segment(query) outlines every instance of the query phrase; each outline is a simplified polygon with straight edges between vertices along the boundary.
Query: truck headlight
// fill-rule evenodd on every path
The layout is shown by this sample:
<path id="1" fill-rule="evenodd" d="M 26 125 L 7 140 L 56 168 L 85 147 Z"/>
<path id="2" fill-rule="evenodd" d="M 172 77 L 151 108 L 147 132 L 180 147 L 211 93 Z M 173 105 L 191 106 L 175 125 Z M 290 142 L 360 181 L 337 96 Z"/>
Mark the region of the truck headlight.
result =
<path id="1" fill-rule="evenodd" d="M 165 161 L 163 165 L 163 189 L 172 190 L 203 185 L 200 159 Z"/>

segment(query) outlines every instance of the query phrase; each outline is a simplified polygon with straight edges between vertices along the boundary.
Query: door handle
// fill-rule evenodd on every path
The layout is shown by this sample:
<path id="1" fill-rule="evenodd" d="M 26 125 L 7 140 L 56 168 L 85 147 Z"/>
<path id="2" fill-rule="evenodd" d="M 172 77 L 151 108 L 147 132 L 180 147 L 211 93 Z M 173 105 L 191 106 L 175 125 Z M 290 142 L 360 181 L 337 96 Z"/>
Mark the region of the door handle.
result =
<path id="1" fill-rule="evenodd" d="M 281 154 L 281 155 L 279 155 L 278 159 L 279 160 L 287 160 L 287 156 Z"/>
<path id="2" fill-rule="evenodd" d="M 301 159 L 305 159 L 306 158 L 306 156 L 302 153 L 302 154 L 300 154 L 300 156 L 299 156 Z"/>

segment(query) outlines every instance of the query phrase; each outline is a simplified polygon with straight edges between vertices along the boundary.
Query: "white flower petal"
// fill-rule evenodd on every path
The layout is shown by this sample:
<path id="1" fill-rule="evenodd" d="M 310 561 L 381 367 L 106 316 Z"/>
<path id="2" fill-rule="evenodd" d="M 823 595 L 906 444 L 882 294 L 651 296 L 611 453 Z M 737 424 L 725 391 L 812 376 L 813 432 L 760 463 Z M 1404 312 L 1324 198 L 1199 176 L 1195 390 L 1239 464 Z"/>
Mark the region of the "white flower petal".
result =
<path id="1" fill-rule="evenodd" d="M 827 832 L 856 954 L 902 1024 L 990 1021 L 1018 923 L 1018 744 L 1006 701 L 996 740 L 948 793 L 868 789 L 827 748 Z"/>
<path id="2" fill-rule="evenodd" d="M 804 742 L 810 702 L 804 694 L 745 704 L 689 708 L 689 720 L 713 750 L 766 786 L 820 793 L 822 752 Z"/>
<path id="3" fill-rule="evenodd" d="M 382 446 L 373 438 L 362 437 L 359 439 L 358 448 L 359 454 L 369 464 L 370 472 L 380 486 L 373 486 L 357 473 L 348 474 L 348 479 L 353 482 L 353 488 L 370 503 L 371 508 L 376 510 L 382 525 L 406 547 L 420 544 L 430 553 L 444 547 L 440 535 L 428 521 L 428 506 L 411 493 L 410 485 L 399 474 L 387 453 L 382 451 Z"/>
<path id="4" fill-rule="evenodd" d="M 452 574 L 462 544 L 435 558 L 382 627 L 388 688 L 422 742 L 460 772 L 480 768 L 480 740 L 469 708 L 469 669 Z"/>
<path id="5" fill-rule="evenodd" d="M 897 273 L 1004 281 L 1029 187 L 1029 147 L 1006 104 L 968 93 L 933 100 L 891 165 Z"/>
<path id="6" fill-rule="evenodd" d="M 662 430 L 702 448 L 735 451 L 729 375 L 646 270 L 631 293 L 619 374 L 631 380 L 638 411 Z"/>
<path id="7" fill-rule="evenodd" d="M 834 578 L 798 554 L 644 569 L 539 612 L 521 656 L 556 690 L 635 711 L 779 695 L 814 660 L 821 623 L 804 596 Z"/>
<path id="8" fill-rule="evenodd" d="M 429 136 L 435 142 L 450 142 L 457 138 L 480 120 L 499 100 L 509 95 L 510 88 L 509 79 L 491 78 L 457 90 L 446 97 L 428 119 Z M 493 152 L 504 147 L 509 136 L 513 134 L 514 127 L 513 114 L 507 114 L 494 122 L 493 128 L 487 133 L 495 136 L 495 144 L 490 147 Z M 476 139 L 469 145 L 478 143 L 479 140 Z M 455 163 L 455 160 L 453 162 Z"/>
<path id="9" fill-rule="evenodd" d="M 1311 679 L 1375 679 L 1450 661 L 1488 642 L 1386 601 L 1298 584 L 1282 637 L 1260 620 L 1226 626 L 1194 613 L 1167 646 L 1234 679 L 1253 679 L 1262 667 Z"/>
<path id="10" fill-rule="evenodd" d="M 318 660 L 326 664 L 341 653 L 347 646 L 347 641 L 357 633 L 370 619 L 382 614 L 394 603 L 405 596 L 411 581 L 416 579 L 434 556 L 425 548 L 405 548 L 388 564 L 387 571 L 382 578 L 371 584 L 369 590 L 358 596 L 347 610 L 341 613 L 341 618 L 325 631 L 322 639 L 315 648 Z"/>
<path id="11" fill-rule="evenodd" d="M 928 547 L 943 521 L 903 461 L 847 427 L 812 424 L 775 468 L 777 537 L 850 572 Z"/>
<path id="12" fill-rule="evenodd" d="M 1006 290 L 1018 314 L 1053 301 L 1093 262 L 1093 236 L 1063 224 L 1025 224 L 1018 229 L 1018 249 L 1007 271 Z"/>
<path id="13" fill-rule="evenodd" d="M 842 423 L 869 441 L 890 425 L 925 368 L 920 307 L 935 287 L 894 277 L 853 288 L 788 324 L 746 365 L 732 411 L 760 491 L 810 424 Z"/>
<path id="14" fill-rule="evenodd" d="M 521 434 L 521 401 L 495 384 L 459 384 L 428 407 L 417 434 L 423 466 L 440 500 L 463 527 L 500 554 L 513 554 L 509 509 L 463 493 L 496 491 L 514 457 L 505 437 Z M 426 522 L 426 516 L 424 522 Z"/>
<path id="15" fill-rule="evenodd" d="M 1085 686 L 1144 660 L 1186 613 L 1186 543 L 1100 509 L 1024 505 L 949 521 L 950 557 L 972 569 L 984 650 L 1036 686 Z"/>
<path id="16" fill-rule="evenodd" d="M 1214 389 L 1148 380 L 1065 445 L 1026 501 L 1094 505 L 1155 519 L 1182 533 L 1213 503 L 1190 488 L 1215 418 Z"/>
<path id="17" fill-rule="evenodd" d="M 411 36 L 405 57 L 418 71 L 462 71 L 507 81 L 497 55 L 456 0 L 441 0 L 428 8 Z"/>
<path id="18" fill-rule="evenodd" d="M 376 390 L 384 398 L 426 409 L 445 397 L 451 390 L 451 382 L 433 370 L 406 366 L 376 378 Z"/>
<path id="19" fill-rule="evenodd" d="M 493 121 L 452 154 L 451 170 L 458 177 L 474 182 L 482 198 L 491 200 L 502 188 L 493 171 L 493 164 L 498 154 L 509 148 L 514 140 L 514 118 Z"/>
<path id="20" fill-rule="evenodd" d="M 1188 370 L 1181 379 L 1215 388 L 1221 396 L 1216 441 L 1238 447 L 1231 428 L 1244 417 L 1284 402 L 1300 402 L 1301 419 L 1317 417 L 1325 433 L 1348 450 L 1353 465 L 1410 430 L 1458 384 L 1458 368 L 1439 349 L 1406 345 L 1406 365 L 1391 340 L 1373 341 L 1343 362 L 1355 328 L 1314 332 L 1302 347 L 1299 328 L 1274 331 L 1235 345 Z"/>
::::
§ What to work on:
Whenever a line of the listing above holds the word "truck", copy that line.

§ Final answer:
Query: truck headlight
Mark the region of the truck headlight.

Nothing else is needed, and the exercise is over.